**Direction**. Report every line in the items that contains the string "black". Case counts.

[Coordinate annotation entries]
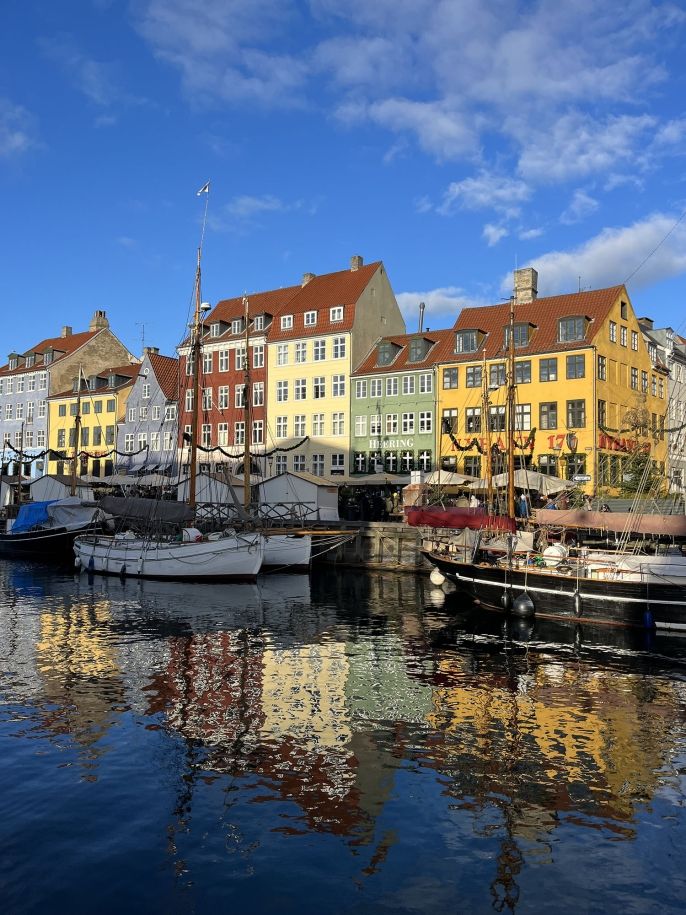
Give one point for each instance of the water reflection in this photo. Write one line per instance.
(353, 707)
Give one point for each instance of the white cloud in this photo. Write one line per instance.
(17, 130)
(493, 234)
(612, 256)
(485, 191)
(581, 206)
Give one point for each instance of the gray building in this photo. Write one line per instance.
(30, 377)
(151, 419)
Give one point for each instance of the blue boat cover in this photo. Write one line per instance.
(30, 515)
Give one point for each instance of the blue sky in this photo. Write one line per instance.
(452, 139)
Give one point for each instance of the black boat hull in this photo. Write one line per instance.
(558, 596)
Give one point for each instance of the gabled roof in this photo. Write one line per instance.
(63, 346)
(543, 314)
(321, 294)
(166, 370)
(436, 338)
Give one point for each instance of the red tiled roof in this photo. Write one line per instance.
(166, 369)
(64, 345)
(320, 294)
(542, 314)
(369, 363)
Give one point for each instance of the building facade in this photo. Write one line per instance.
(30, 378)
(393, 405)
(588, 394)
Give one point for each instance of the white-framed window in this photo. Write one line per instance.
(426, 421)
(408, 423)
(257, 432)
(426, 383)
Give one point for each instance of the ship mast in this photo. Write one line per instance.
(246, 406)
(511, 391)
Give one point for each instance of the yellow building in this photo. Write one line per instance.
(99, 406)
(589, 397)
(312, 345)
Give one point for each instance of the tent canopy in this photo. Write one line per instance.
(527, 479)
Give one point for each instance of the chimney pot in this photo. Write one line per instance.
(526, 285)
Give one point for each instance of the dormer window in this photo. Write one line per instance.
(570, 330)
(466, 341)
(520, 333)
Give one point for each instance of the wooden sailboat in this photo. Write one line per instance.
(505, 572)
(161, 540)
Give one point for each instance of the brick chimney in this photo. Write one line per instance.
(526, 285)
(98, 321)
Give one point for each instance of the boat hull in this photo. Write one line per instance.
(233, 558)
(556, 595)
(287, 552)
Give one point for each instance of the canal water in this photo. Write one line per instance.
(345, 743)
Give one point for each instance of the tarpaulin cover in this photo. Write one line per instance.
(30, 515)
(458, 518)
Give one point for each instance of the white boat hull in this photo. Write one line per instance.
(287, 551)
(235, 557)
--
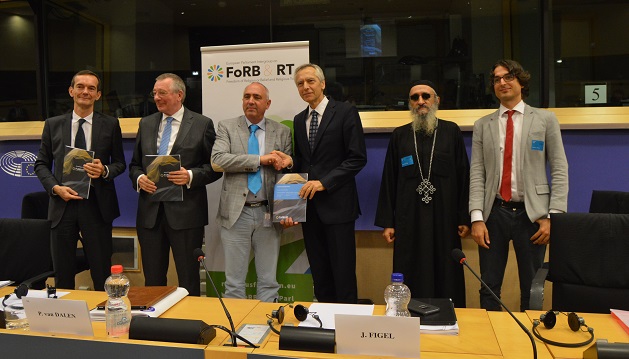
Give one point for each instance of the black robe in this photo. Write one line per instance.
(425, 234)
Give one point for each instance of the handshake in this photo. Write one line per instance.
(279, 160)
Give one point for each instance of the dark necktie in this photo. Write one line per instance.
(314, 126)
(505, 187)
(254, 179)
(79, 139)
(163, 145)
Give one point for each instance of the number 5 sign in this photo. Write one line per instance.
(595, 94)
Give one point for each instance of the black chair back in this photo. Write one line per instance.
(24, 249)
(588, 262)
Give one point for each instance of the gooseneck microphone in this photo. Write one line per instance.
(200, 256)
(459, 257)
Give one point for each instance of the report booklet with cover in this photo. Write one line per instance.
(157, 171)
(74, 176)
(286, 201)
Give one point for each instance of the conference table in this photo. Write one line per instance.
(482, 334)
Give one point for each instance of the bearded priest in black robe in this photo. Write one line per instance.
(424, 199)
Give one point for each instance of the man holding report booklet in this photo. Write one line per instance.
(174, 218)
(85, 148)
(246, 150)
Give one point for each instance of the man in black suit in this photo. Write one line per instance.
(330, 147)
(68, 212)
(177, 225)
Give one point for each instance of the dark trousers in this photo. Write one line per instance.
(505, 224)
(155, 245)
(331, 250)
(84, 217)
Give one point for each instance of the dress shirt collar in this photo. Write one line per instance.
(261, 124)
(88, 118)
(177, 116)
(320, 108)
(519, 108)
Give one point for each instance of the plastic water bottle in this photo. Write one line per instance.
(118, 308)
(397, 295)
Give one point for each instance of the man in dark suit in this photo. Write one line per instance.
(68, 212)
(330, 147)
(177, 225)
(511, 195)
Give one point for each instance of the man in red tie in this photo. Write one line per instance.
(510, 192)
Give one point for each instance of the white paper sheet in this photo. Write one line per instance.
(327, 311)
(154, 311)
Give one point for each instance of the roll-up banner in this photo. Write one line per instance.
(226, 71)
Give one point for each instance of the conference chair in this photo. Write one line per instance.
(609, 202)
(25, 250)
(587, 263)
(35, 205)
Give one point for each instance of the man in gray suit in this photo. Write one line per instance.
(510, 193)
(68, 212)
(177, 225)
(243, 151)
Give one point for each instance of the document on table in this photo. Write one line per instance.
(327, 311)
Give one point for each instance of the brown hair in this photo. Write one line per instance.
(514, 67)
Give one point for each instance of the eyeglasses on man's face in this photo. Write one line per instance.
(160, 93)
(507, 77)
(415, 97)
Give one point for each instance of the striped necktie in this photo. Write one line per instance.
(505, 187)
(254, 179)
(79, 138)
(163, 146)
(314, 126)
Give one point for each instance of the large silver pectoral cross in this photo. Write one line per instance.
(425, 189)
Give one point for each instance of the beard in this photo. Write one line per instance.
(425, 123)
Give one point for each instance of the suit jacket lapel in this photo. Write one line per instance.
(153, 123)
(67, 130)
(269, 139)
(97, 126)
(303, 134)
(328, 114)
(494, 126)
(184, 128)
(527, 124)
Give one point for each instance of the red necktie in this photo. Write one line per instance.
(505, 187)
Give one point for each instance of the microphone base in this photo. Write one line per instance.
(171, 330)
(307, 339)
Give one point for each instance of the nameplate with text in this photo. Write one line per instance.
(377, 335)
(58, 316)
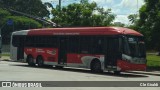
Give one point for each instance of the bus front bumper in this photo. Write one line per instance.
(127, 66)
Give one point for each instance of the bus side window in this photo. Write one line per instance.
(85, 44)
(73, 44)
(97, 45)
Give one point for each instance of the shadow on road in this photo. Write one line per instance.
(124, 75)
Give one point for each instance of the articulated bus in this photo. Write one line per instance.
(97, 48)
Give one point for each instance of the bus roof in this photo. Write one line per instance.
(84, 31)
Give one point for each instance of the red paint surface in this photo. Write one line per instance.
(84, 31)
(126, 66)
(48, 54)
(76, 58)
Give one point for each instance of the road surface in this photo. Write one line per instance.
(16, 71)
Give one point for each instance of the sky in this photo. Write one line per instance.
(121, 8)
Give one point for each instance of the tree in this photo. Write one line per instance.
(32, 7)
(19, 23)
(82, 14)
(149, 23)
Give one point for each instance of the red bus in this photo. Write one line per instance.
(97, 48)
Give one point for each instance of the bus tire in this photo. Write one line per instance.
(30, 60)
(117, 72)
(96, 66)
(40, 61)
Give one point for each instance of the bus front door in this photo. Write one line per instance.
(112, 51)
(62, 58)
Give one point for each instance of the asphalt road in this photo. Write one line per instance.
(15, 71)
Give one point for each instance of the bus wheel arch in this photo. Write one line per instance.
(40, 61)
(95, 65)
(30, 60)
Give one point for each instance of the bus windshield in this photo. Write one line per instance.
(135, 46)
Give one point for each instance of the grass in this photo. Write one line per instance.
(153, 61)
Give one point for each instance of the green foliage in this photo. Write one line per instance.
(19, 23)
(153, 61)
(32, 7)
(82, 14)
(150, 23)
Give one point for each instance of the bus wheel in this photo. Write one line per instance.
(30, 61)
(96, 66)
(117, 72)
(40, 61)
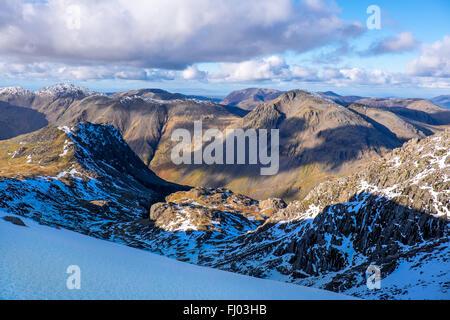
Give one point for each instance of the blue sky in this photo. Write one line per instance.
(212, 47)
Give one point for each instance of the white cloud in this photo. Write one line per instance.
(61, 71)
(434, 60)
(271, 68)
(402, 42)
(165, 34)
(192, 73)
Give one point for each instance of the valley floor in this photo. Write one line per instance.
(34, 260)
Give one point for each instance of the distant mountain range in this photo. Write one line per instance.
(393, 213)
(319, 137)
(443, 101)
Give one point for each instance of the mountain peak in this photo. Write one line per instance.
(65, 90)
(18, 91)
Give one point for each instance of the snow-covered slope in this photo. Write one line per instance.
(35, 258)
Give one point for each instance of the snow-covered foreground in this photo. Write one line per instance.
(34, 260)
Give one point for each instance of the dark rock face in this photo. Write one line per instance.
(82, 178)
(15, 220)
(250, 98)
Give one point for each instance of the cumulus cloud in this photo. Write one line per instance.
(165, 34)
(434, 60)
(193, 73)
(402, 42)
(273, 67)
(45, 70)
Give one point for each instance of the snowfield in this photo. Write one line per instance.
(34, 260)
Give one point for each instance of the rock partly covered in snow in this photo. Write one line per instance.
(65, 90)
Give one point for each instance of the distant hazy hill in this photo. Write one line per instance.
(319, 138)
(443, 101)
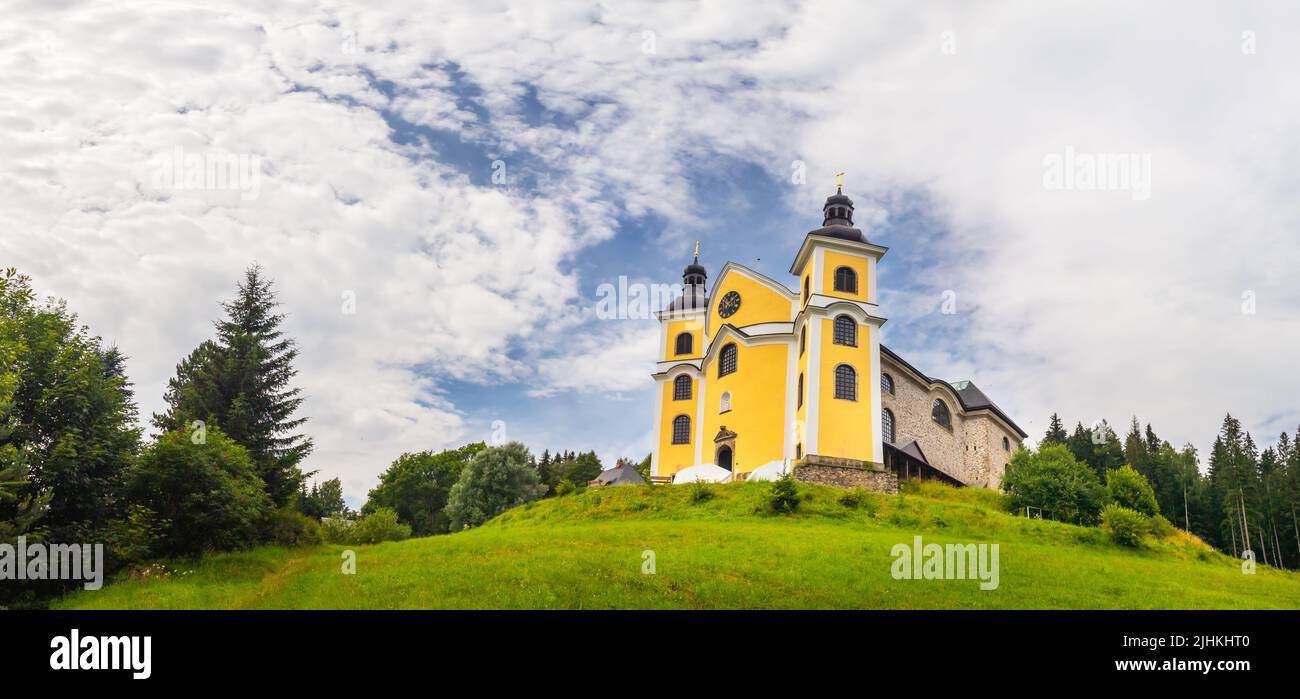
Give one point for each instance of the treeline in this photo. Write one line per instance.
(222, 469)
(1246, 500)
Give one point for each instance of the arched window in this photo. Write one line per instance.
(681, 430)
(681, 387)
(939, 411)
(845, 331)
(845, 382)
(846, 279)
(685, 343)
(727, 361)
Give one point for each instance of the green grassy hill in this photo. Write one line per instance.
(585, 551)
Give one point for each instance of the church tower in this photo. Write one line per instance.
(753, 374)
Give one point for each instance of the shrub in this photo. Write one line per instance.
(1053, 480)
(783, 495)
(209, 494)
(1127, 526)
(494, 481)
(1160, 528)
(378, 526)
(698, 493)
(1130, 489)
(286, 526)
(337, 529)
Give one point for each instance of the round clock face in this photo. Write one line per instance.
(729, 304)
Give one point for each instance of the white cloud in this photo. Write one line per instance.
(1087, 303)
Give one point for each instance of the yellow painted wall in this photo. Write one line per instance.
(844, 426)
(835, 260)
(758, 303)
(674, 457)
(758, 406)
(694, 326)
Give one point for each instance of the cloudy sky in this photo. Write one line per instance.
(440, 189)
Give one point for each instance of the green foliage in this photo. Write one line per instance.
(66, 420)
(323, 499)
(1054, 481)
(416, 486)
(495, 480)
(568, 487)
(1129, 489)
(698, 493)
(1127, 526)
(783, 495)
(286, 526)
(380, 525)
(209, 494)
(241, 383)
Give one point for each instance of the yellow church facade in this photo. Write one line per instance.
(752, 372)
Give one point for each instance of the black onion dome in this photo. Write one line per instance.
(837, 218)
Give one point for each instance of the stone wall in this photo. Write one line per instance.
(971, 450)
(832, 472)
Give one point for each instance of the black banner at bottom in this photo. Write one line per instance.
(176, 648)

**Reply to the exercise**.
Give one point for each instance of the black boat hull in this photo. Write one line per instance.
Give one point for each instance of the black robe in this photo. Write one line per instance.
Give one point for each instance of the black chair back in this photo. Write one line per instance.
Give one point for each instance of the bearded priest in black robe in this photo. Write one line per instance.
Give one point for each instance of the man in black suit in this photo. Write one line per instance.
Give one point for each instance of the black onion dome in this photo. Write one line per instance.
Give one point for each instance of the black banner at bottom in this photo. Write one line per instance.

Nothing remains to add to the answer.